- _WAT WORDT VERWACHT_:
Zoek in de onderstaande gegevens elke regel waarin het woord "bird" voorkomt, en neem al die regels letterlijk over.

- _Geëxtraheerde gegevens_:
* * * *

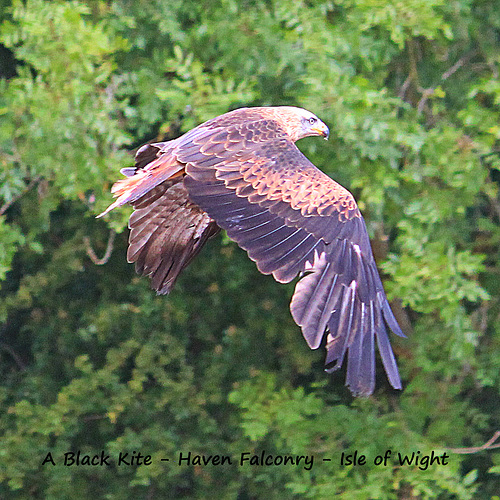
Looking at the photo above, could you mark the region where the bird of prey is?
[99,106,404,395]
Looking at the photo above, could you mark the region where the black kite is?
[101,106,404,395]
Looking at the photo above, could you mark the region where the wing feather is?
[183,130,402,394]
[102,108,403,394]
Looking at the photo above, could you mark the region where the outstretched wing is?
[176,131,404,394]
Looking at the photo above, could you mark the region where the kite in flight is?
[99,106,404,395]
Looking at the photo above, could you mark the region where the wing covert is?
[182,134,403,395]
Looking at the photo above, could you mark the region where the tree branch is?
[448,431,500,454]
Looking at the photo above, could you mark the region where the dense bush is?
[0,0,500,500]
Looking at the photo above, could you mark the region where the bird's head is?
[278,106,330,142]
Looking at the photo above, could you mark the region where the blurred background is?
[0,0,500,500]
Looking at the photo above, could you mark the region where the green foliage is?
[0,0,500,499]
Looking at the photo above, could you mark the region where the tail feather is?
[97,149,184,218]
[127,177,219,294]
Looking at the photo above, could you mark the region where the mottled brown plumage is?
[101,106,403,395]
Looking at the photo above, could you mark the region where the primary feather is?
[101,106,404,395]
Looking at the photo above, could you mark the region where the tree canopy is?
[0,0,500,499]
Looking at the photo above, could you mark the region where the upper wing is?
[177,132,403,394]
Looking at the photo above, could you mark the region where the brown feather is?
[102,106,403,394]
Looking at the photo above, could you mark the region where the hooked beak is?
[311,122,330,140]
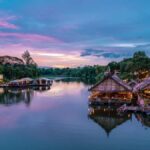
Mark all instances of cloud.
[0,20,19,29]
[0,32,62,43]
[0,12,19,29]
[80,49,122,58]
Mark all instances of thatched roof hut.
[89,73,132,100]
[128,80,138,89]
[133,78,150,93]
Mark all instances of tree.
[22,50,36,66]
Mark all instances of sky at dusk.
[0,0,150,67]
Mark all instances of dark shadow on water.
[88,106,150,136]
[89,106,132,136]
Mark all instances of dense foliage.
[0,51,39,80]
[0,51,150,83]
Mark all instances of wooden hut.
[33,78,52,86]
[89,73,132,103]
[89,106,132,136]
[0,74,4,84]
[133,78,150,98]
[8,78,33,87]
[128,80,138,89]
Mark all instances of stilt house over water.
[133,78,150,98]
[89,72,132,103]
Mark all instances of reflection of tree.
[0,87,50,106]
[89,106,131,136]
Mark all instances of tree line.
[0,51,39,80]
[0,51,150,83]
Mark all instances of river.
[0,81,150,150]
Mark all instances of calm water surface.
[0,82,150,150]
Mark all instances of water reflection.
[135,113,150,128]
[0,87,50,106]
[88,106,150,136]
[89,106,132,136]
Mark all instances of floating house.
[89,73,132,103]
[33,78,52,86]
[133,78,150,98]
[128,80,138,89]
[8,78,33,87]
[0,74,4,84]
[7,78,52,87]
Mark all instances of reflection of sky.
[0,82,150,150]
[0,0,150,67]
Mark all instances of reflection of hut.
[0,88,34,106]
[133,78,150,98]
[8,78,33,87]
[89,107,131,135]
[90,73,132,103]
[135,114,150,127]
[33,78,52,86]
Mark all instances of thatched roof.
[133,78,150,92]
[128,80,138,88]
[89,73,132,92]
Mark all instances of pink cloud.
[0,32,62,43]
[0,20,19,29]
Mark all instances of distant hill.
[0,56,24,65]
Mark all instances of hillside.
[0,56,24,65]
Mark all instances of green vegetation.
[0,51,39,80]
[0,51,150,83]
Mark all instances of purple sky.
[0,0,150,67]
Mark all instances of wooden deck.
[117,105,150,113]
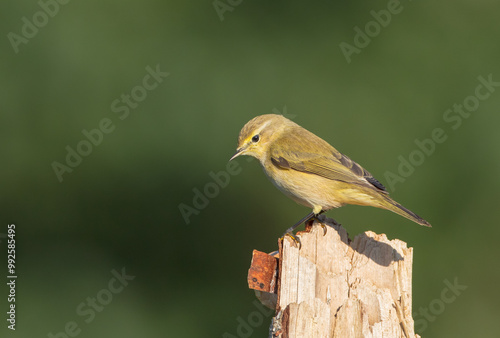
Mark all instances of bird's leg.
[282,210,326,249]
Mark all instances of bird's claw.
[283,232,302,250]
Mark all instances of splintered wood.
[249,221,419,338]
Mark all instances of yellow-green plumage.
[231,114,430,226]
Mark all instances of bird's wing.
[270,134,387,193]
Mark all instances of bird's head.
[230,114,294,163]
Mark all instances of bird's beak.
[229,147,245,161]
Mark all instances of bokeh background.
[0,0,500,337]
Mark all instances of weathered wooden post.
[248,218,419,338]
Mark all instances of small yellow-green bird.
[230,114,431,238]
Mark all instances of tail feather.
[380,196,432,227]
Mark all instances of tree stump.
[248,217,419,338]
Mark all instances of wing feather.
[270,133,387,193]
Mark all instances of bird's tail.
[378,195,431,227]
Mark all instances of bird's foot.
[282,231,302,250]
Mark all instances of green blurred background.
[0,0,500,337]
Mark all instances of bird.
[230,114,431,240]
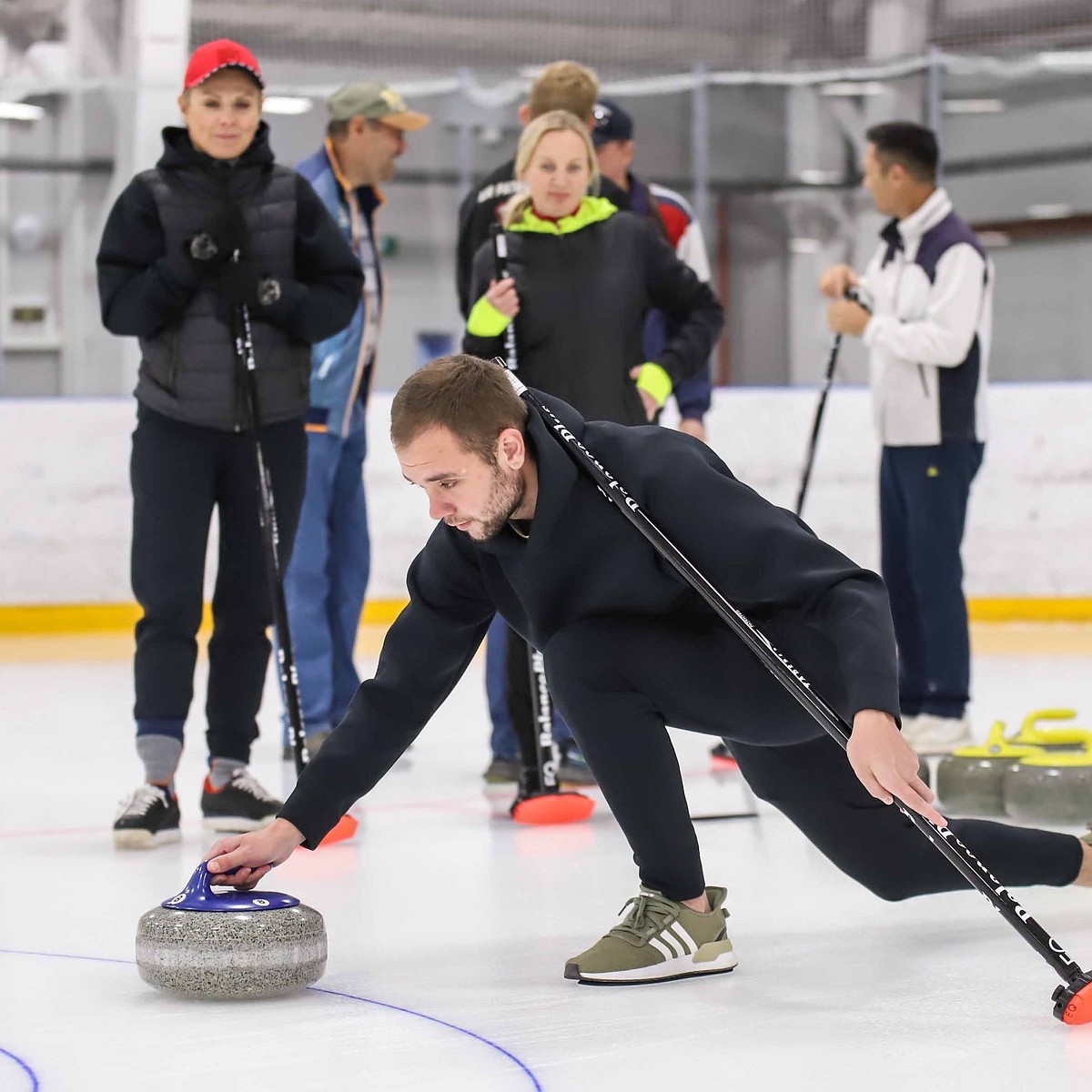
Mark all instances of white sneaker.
[902,713,974,754]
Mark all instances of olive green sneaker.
[564,886,738,986]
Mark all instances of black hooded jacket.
[455,159,629,318]
[279,395,899,848]
[97,122,362,430]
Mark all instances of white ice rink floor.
[0,627,1092,1092]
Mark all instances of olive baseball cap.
[327,80,430,132]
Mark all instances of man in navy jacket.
[207,356,1092,983]
[284,82,430,758]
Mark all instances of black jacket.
[279,397,899,848]
[97,122,362,430]
[455,159,629,318]
[463,202,724,425]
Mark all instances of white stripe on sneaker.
[672,922,698,956]
[649,937,678,962]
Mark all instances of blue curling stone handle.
[159,861,299,914]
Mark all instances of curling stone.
[1005,746,1092,826]
[136,863,327,1000]
[935,721,1043,818]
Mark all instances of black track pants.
[545,617,1083,900]
[130,408,307,763]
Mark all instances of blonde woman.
[463,110,723,795]
[97,38,364,848]
[463,110,723,425]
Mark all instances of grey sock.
[136,733,182,793]
[208,758,247,791]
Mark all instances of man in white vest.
[819,121,994,753]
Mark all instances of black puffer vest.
[135,122,311,431]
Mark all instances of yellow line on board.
[0,597,1092,634]
[967,597,1092,622]
[0,600,408,634]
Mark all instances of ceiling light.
[0,103,46,121]
[823,80,886,98]
[1027,203,1074,219]
[797,167,843,186]
[1038,49,1092,72]
[262,95,315,114]
[945,98,1005,114]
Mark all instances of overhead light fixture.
[823,80,886,98]
[0,103,46,121]
[1027,202,1074,219]
[262,95,315,114]
[1037,49,1092,72]
[944,98,1005,114]
[796,167,843,186]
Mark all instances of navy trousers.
[282,400,371,743]
[880,440,984,716]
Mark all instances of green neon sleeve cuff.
[466,296,512,338]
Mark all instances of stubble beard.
[470,466,526,542]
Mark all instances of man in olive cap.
[285,81,430,753]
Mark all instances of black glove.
[219,258,280,311]
[182,206,250,274]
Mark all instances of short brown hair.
[528,61,600,125]
[391,353,528,463]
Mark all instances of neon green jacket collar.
[509,197,618,235]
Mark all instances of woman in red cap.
[98,39,362,847]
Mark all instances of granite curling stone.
[935,721,1042,819]
[136,863,327,1000]
[1005,744,1092,826]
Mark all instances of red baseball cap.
[184,38,266,91]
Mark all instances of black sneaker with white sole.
[201,770,284,834]
[114,785,182,850]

* * * *

- _UITWERKING OPDRACHT_:
Looking at the photo above, could you mark the region where the bird of prey is?
Looking at the photo above, could you mark the region where the bird's head is?
Mark all instances of bird's leg.
Mark all instances of bird's claw.
Mark all instances of bird's wing.
Mark all instances of bird's head.
Mark all instances of bird's beak.
Mark all instances of small yellow-green bird.
Mark all instances of bird's tail.
Mark all instances of bird's foot.
Mark all instances of bird.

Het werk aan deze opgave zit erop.